**Exercise requirements**: Every line from the line containing "Expected: a single pin indicated on each instance of the parked" through the final line of the data is to be printed exactly; no other line is to appear.

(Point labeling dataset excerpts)
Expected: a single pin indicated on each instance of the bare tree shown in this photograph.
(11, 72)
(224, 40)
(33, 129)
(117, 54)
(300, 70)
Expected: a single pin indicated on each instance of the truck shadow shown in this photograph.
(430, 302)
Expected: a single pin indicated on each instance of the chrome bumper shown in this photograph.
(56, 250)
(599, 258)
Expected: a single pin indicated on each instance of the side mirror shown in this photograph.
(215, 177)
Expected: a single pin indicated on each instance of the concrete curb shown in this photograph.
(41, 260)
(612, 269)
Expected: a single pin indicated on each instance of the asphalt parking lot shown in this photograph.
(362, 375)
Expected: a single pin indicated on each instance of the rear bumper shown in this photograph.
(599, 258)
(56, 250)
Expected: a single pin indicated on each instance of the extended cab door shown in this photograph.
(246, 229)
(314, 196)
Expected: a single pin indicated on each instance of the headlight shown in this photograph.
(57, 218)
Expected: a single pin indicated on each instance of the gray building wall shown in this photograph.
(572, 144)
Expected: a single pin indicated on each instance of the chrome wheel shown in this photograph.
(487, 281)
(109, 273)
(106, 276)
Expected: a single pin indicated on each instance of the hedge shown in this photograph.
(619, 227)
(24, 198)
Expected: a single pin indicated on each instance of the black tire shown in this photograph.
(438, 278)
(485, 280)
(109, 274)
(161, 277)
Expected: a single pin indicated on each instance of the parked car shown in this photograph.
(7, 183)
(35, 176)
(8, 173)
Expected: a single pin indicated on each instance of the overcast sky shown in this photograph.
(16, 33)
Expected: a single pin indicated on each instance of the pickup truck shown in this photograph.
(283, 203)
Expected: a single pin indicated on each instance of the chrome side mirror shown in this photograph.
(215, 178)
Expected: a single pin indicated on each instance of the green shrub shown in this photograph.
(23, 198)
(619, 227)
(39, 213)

**Exercise response**:
Expected: a single pin indicated on each instance of the parked car shown in this photograph.
(7, 183)
(35, 176)
(8, 173)
Expected: a single pin indicated on each instance of the overcast sky shown in this photograph.
(16, 33)
Expected: a single pin indicated on each instance of the pickup truck shown in this photograph.
(283, 203)
Expected: a single pin indicated on each instance of the chrome side mirror shown in this photograph.
(215, 178)
Expected: a single pin indicated on each instance of the green shrub shown in this photograph.
(23, 198)
(619, 227)
(39, 213)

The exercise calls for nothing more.